** Set tasks **
**A)** From the issue thread on the --flip parameter, transcribe the part that opens with the words containing "The effects of" and closes with "multiply is correct.".
**B)** In the issue thread on the --flip parameter below, condense the paragraph beginning "However, when we reproduce the experiments" into a short bulleted list that keeps its main facts.

** Source document **
┏━━

The effects of left multiply and right multiply of stochastic matrix (i.e. the parameter --flip)
jiayao6 opened this issue · comments
Thank you so much for your great job and sharing the code.
In the paper Eq. 1, the affinities are normalized by a row-wise softmax. So I think in Eq.2, the multiply should be the right multiply. More specifically, the right multiply A_{t}^{t+1} * A_{t+1}^{t+2} makes sense, while the left multiply A_{t+1}^{t+2} * A_{t}^{t+1} does not make sense. According to Eq. 4, we can also know the right multiply is correct.
However, when we reproduce the experiments, the result is opposite. The left multiply (--flip True) is correct, of which the performance is above 0.67; the right multiply (--flip False, which is default) is wrong, where the performance is only around 0.2, which is below than random initialized model (around 0.4).
I cannot explain why it happens, could you help me to find the reasons?
Looking forward to your reply, thank you!
Hi @jiayao6,
Thanks for the detailed question! It is indeed interesting that the left multiply still works. I suggested a hypothesis in the readme, but essentially, I believe that since the patches do not all change position between time steps, the left multiply results in a occasional shuffling of a few patches. The effect is similar to an edge dropout effect.

┗━━

** Information supplied **
┏━━

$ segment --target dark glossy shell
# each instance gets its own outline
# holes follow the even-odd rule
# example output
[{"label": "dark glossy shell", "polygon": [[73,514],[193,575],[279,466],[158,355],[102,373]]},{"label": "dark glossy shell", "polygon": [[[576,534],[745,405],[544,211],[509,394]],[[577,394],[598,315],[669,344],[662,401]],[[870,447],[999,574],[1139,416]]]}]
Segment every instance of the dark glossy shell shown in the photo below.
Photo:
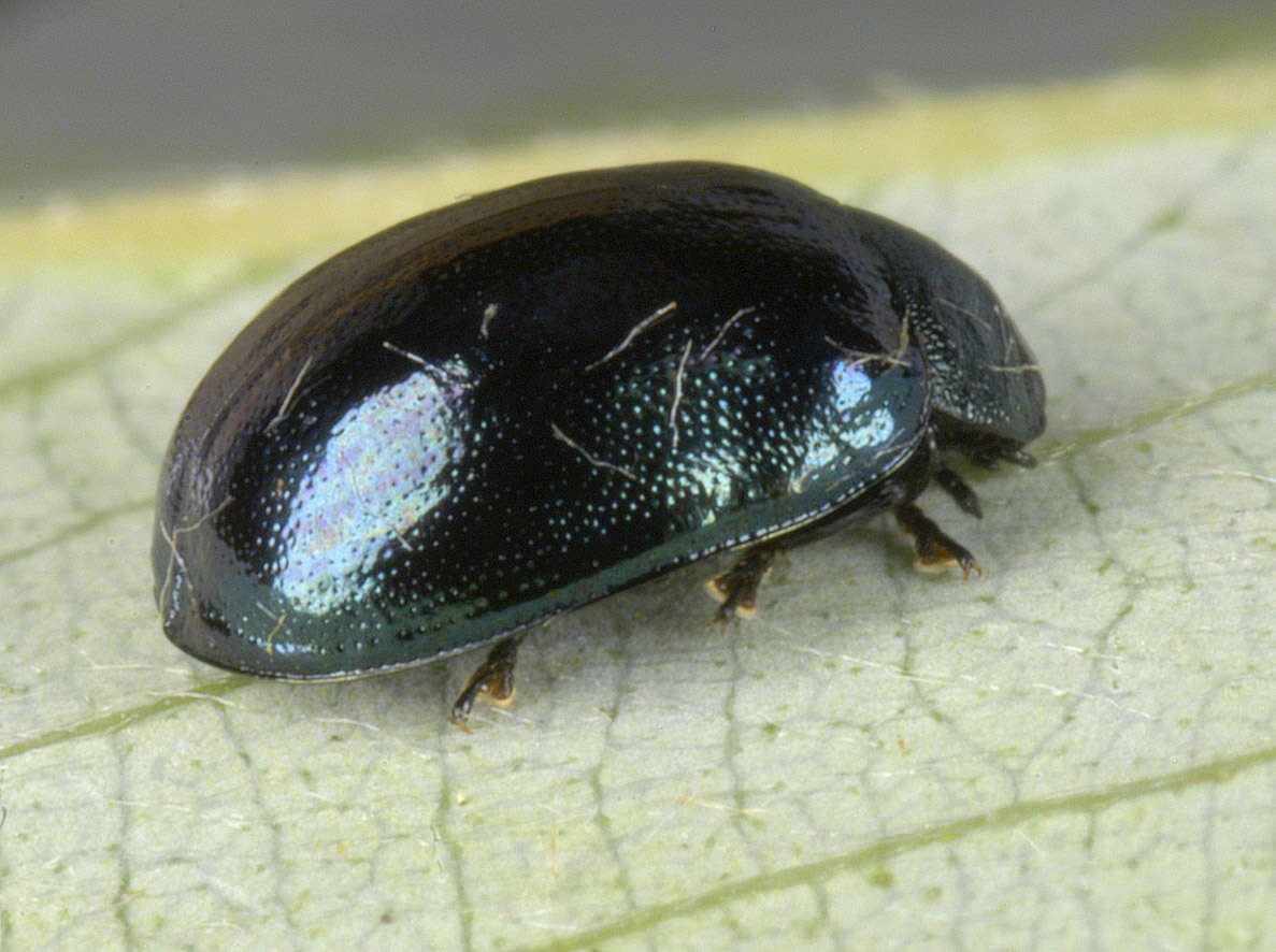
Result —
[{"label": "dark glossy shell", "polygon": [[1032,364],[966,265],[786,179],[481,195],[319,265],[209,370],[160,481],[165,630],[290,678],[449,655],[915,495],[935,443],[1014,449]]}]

┗━━
┏━━

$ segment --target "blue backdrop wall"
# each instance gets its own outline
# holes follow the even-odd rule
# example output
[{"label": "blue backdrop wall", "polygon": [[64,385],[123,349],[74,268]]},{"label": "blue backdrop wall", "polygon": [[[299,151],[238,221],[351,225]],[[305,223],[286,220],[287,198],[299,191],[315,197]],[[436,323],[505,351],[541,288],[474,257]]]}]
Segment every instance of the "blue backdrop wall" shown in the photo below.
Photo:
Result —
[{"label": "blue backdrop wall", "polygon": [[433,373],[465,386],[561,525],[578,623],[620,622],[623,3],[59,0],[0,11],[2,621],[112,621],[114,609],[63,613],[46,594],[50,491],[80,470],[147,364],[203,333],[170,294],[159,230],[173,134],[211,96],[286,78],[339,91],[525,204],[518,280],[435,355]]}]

┗━━

** Solutions to the problems **
**A)**
The effects of left multiply and right multiply of stochastic matrix (i.e. the parameter --flip)
jiayao6 opened this issue · comments
Thank you so much for your great job and sharing the code.
In the paper Eq. 1, the affinities are normalized by a row-wise softmax. So I think in Eq.2, the multiply should be the right multiply. More specifically, the right multiply A_{t}^{t+1} * A_{t+1}^{t+2} makes sense, while the left multiply A_{t+1}^{t+2} * A_{t}^{t+1} does not make sense. According to Eq. 4, we can also know the right multiply is correct.

**B)**
- The reproduced experiments gave the opposite of the expected result.
- The left multiply (--flip True) is correct, with performance above 0.67.
- The right multiply (--flip False, the default) is wrong, with performance only around 0.2.
- That is below a randomly initialized model, at around 0.4.